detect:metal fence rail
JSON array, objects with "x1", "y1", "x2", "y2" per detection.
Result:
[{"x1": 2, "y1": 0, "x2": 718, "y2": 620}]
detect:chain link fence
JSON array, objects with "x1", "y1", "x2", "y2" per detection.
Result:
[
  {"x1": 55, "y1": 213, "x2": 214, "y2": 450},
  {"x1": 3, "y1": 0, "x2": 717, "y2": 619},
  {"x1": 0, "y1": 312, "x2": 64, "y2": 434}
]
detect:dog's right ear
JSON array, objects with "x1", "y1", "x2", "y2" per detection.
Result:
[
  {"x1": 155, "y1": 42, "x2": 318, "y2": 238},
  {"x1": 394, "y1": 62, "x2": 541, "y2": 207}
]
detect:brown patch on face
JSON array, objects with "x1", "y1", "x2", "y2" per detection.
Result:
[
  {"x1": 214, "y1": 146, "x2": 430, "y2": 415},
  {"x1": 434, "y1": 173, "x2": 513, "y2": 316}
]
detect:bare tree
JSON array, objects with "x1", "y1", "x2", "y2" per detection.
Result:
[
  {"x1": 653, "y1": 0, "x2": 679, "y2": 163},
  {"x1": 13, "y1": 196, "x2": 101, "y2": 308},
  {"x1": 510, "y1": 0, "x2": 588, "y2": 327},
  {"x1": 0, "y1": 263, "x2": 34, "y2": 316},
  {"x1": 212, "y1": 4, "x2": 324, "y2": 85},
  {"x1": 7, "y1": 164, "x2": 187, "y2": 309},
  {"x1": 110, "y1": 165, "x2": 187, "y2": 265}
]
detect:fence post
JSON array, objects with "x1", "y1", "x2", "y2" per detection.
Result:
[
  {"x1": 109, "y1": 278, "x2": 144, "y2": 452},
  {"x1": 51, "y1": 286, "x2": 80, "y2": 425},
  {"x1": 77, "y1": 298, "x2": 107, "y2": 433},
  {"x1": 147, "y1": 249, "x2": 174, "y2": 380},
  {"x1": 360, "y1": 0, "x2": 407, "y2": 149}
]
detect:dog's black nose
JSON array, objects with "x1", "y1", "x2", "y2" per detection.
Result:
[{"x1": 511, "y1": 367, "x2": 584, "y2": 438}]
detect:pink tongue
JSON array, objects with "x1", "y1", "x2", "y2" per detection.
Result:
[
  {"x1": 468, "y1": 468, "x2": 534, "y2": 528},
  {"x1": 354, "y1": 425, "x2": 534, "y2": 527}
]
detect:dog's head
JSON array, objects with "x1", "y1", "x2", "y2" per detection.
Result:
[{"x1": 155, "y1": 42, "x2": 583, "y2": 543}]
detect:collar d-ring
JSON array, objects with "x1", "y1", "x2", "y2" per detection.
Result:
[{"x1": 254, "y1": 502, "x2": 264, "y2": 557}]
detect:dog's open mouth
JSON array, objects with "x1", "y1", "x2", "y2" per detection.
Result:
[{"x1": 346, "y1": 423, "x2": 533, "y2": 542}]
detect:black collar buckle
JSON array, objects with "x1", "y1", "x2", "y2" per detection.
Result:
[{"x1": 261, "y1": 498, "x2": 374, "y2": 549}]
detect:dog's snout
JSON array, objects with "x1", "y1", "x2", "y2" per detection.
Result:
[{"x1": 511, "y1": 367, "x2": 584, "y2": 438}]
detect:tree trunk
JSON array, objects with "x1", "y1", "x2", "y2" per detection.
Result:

⁂

● Exercise: Which lines in the records above contain the string "fence"? Copy them.

● Result of this task:
detect:metal fence rail
detect:chain link fence
detect:fence post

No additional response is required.